> **EXERCISE**: If a line in the listing below includes the word "Target", pick it out.

Segment Open

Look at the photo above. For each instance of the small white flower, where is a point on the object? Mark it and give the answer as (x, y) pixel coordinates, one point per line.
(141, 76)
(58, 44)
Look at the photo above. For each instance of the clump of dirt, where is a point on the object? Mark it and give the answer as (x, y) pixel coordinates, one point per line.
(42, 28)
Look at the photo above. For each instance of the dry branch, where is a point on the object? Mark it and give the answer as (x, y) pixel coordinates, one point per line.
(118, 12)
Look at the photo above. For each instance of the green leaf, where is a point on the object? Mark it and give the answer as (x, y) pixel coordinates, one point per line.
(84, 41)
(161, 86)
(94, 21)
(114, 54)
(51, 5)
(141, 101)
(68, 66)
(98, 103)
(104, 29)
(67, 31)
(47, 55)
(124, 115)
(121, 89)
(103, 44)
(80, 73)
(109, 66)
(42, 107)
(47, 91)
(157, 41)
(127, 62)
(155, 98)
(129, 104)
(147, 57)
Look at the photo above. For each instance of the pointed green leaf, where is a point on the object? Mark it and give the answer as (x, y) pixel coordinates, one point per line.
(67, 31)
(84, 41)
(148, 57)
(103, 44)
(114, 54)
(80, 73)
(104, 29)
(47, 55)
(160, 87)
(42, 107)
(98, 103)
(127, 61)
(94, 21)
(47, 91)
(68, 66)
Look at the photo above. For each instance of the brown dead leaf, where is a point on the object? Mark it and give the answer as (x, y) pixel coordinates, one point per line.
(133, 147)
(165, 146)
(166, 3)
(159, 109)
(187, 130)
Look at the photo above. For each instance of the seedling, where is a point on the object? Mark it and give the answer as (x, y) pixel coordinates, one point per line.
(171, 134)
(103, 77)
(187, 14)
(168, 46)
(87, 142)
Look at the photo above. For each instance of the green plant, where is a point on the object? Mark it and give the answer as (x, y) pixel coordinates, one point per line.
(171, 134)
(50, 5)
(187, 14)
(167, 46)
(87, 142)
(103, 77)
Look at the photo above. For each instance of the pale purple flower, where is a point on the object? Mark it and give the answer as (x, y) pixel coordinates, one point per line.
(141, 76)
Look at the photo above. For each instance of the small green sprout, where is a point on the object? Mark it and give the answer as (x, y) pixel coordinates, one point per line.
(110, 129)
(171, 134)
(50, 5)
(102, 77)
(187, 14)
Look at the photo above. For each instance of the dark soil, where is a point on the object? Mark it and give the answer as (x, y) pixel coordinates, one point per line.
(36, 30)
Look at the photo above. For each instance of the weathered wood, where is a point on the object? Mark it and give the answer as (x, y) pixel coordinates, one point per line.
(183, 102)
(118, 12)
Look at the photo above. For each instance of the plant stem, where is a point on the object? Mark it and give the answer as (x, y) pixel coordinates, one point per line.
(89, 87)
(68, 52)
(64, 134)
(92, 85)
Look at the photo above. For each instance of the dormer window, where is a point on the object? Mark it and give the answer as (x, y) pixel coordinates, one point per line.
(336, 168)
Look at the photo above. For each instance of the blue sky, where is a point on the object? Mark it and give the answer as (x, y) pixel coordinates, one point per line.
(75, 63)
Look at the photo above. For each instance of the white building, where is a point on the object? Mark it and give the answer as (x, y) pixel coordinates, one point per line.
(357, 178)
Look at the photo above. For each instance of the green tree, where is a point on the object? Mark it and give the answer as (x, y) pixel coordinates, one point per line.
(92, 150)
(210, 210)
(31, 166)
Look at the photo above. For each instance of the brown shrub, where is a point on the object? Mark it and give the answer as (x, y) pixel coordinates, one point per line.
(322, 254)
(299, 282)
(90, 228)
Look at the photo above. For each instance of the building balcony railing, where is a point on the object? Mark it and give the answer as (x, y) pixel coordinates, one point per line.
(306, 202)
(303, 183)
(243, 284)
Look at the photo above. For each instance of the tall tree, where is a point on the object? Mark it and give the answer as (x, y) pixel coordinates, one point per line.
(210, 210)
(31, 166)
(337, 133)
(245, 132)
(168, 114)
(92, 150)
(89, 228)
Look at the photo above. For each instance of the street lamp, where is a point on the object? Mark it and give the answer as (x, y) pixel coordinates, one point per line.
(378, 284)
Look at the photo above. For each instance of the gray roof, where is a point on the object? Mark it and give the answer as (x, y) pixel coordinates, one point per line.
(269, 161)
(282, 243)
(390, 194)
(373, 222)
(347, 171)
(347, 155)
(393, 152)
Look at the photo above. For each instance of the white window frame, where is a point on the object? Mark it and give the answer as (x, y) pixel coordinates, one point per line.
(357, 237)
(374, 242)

Segment Closed
Segment Open

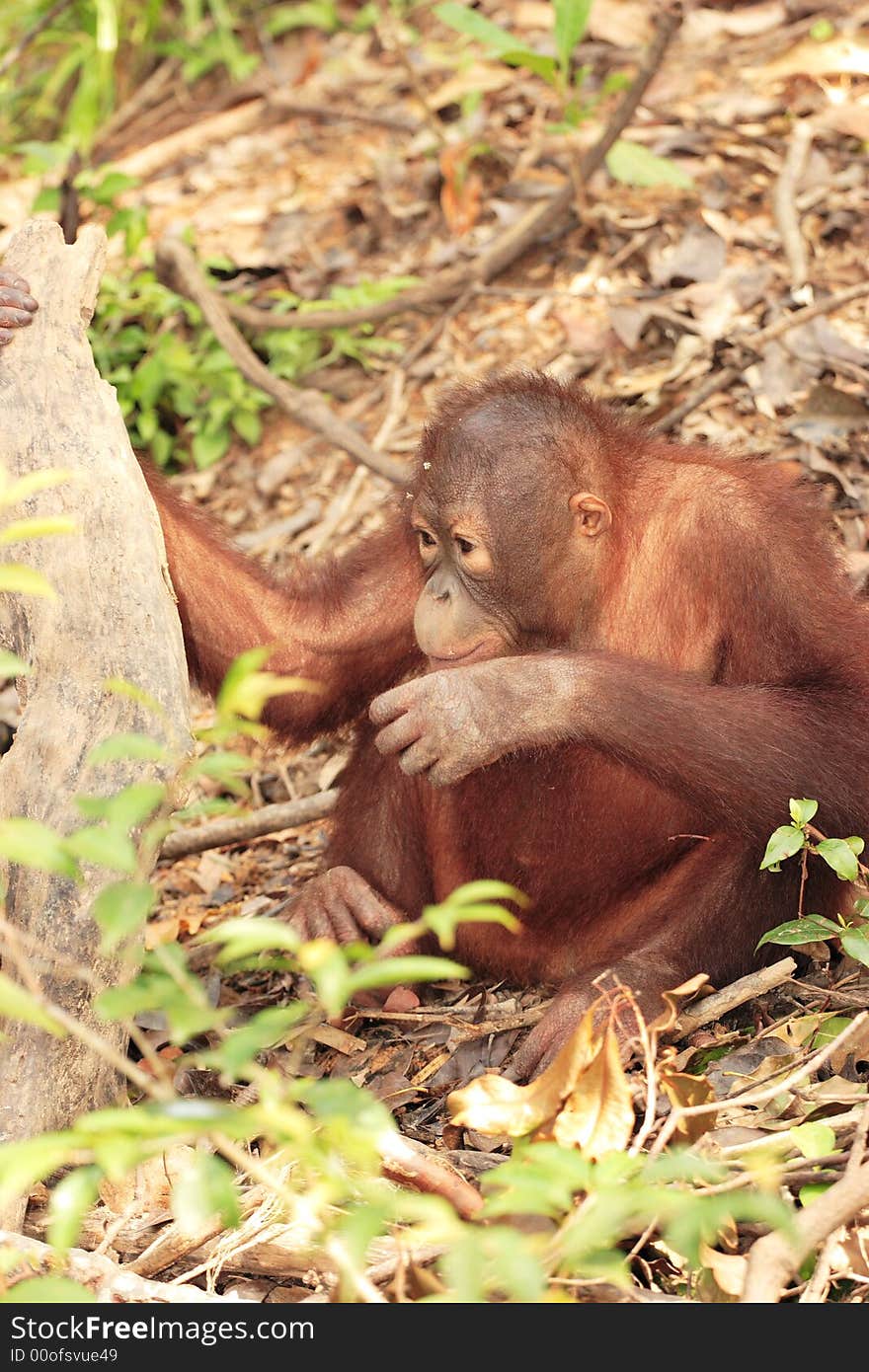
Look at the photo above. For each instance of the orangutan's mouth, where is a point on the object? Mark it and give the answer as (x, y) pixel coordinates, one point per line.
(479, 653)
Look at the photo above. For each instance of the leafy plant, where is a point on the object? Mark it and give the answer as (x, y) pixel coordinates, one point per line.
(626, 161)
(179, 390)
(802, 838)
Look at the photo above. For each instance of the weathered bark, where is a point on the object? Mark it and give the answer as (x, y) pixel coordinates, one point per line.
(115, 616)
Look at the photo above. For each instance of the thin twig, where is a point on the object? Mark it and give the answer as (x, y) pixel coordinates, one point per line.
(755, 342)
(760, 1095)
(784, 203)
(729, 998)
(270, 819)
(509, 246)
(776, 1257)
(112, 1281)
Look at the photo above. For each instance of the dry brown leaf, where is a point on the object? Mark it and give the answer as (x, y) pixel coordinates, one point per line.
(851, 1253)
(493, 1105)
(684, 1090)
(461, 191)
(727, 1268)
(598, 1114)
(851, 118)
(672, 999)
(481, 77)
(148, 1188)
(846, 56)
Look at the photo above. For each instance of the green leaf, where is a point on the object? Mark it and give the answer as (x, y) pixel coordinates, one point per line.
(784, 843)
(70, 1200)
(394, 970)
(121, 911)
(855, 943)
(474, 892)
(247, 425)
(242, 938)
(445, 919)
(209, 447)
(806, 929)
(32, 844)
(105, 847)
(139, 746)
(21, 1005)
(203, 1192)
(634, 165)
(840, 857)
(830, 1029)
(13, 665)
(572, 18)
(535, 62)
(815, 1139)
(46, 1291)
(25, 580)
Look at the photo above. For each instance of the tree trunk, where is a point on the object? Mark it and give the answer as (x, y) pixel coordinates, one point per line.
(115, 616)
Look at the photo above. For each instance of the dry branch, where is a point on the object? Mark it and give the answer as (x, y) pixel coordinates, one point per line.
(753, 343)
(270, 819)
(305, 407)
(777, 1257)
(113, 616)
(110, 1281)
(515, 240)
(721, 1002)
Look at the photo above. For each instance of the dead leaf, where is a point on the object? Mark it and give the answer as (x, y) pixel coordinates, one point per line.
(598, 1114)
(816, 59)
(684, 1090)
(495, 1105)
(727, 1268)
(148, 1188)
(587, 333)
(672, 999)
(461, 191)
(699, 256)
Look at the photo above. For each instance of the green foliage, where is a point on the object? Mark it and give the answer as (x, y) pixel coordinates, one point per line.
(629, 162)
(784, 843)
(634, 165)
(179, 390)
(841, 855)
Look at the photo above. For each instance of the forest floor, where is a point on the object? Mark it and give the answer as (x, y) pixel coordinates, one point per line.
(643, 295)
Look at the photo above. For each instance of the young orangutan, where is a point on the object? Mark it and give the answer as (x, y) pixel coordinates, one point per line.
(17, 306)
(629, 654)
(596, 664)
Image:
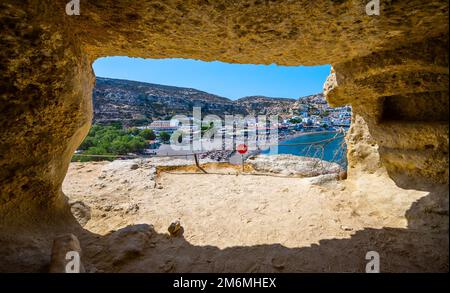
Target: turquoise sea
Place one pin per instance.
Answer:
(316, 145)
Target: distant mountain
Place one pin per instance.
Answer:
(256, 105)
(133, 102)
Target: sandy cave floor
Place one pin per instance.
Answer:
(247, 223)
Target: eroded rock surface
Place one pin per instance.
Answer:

Segment Closed

> **RESPONSE TO THIS EXERCISE**:
Target: turquoise sea
Target: distant mountain
Target: sandy cave floor
Target: eroded rock surface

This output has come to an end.